▶

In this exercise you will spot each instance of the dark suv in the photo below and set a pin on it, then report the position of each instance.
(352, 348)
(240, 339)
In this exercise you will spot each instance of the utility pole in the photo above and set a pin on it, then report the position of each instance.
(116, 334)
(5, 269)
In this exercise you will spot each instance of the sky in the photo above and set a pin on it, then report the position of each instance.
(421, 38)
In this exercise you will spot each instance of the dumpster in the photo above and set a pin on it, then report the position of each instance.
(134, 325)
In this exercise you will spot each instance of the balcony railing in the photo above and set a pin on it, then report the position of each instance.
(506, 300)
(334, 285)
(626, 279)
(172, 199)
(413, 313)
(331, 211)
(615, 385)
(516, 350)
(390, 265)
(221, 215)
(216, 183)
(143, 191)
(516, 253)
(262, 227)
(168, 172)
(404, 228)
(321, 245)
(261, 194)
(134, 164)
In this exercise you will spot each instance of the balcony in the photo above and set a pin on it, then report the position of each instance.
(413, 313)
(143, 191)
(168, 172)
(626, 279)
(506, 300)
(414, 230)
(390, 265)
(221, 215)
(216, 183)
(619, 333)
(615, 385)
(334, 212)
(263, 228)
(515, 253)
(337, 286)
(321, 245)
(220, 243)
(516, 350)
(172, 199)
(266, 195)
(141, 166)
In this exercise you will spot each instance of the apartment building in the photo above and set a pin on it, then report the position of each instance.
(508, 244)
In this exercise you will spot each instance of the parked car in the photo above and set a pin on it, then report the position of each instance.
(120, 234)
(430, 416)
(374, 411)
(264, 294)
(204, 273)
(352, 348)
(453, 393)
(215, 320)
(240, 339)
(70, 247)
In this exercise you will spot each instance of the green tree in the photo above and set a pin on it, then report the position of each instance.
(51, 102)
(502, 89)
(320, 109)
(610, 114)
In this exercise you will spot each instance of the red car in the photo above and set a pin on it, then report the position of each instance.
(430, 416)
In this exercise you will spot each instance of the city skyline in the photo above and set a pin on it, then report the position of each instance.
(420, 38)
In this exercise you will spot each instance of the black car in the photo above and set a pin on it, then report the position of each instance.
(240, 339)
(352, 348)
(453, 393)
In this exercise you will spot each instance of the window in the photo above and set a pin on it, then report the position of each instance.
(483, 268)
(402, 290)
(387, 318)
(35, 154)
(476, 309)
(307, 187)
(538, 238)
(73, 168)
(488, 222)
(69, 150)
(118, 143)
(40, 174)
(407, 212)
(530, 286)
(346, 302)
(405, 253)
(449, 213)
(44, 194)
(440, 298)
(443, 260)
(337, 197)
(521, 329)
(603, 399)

◀

* **Task goal**:
From the first line to the last, transcribe the records exactly.

* **Task solution**:
In this exercise you will spot each instance of the dark suv in the photo below and set a pin on it, then report the position of each instance.
(352, 348)
(240, 339)
In this exercise you will spot each instance of the utility pole in the photo above and set a pin on it, then report the position of each instance.
(116, 334)
(5, 269)
In this exercise you will spot each instance of the sky in the photo above and set a pin on it, then report the position of each instance.
(421, 38)
In this exercise you will spot each instance of the dumpster in the photo above and set a pin on it, then report the position of each instance.
(134, 325)
In this exercise you will spot each instance of the balcony railing in the photo above and set a pin on it, then report the position of each instance.
(506, 300)
(334, 285)
(626, 279)
(172, 199)
(413, 313)
(331, 211)
(615, 385)
(516, 350)
(390, 265)
(221, 215)
(216, 183)
(143, 191)
(516, 253)
(262, 227)
(168, 172)
(404, 228)
(321, 245)
(261, 194)
(134, 164)
In this exercise you will spot each instance of the balcony in the photo above and set a pin on it, then report the position of each instance.
(413, 313)
(143, 191)
(168, 172)
(626, 279)
(506, 300)
(414, 230)
(390, 265)
(221, 215)
(216, 183)
(619, 333)
(615, 385)
(334, 212)
(263, 228)
(515, 253)
(337, 286)
(321, 245)
(220, 243)
(516, 350)
(172, 199)
(266, 195)
(141, 166)
In this exercise you will spot each instance of the apartment building in the photo above and set a pin on it, then report the position of each instance.
(508, 244)
In this exercise you will spot each instance of the parked car in the photo above and set a pin on it, then report the position of each instance.
(120, 234)
(430, 416)
(374, 411)
(264, 294)
(204, 273)
(352, 348)
(453, 393)
(215, 320)
(240, 339)
(70, 247)
In this exercise you will spot each instance of the green tree in the photo above and set a pin on it, then report the position of each instance.
(51, 102)
(502, 89)
(320, 109)
(610, 114)
In this exercise you will spot each instance of the red car in the photo above and set a pin on it, then report the position of each instance.
(430, 416)
In this exercise you will spot each instance of the city skyline in the photo above and set a pin on it, then report the position of each instance.
(420, 38)
In this exercise you will spot each instance of the black car in the photo above and set a pin on it, then report the position of each instance.
(240, 339)
(352, 348)
(453, 393)
In this exercise you will spot each instance of the window in the photo above and set a pin on it, then report the position of each instance.
(483, 268)
(402, 290)
(387, 318)
(35, 154)
(476, 309)
(307, 187)
(538, 238)
(73, 168)
(488, 222)
(69, 150)
(118, 143)
(40, 174)
(407, 212)
(530, 286)
(346, 302)
(405, 253)
(449, 213)
(44, 194)
(440, 298)
(443, 260)
(337, 197)
(521, 329)
(603, 399)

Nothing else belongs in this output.